== What is expected ==
Extend the forum discussion about conditioning kegged beer warm versus cold by writing what comes next after its final post.

== Extract provided ==
···

I'm wondering if this is because of the extra 10 days conditioning that the bottles have had at room temperature whilst the keg has been at fridge temps? If so should I remove the keg from the fridge for a week or so, and will it come up to the same level do you think? I'd love to have a whole keg that tastes like the bottles?

Cheers
 
I think you have it right. Beers mature much faster warm than cold. When you filled your keg and immediately chilled it, you really slowed down that maturation.
 
How old is the beer? Sometimes I keg at 10-14 days, then let the beer condition at basement temps for a week or more before moving to the kegerator.
 
Interesting.

I'm usually cold-crashing at 2 weeks, then keg and put in the keezer, but it's often 2-4 weeks before I end up at the flavor I was looking for.

I have two beers in fermenters; I think I'll cold crash them, keg them, then keep them in my basement (ambient 65 degrees) for a couple weeks before keezering them.
 
That's for the replies guys I think you've all confirmed my suspicions so I'll take the keg out of the fridge for a bit and see how it changes! Cheers
 
I don't know that it's a good idea to bring the beer back to room temp after having refrigerated it. I can't site any sources, but I believe that is a way to degrade the quality of your beer. Might be a better idea to age it longer at serving temp. Just a thought. Cheers!
 
Interesting.

I'm usually cold-crashing at 2 weeks, then keg and put in the keezer, but it's often 2-4 weeks before I end up at the flavor I was looking for.

I have two beers in fermenters; I think I'll cold crash them, keg them, then keep them in my basement (ambient 65 degrees) for a couple weeks before keezering them.

···

== Rows ==
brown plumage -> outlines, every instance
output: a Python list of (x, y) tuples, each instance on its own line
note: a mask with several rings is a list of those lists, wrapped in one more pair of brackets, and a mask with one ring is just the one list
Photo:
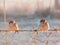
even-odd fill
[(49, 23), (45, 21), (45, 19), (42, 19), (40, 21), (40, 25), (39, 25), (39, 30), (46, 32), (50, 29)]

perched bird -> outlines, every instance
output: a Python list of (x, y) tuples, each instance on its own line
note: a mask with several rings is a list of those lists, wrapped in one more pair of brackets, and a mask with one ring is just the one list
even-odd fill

···

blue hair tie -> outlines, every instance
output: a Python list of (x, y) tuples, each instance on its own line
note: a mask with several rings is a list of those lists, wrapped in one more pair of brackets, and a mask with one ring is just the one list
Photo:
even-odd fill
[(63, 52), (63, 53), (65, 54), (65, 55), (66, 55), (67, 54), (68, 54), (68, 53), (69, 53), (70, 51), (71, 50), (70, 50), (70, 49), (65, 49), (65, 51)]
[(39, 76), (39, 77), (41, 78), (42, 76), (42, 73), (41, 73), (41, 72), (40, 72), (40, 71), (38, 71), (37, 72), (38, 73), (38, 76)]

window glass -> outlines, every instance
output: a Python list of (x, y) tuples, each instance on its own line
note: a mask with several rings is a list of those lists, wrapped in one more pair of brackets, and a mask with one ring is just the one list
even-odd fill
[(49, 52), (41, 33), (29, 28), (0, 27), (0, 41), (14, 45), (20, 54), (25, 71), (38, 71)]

···

== Exercise result ==
Try one batch where you leave it in the fermenter for 5 or 6 weeks, no cold crash, keg and serve when carbonated. Look for clarity and flavor.
 
Try one batch where you leave it in the fermenter for 5 or 6 weeks, no cold crash, keg and serve when carbonated. Look for clarity and flavor.

I have a smash (Maris Otter and Styrian Celeia) in fermenter right now--just had it at 71 degrees to finish. This morning its....10 days in fermenter. Had a good vigorous fermentation with S-04. Haven't checked FG yet, maybe tonite.

The last SMASH I did in June took about 4 weeks in the keg to mellow out, and it became my son's and another friend's favorite. Was a little green for a while, then settled down.

With something like a SMASH, what might I expect from keeping it in the fermenter as opposed to simply cold-crashing it and keeping it in the keezer for a month?
 
I don't know that it's a good idea to bring the beer back to room temp after having refrigerated it. I can't site any sources, but I believe that is a way to degrade the quality of your beer. Might be a better idea to age it longer at serving temp. Just a thought. Cheers!

This was one of my first questions regarding bottle-conditioning beer when I started out, i.e., can I condition it at room temp 3 weeks, chill it a week, bring it back up to (cooler) room-temp storage until such time I chill it again prior to consumption without it affecting flavor?

The overwhelming response was: Yes.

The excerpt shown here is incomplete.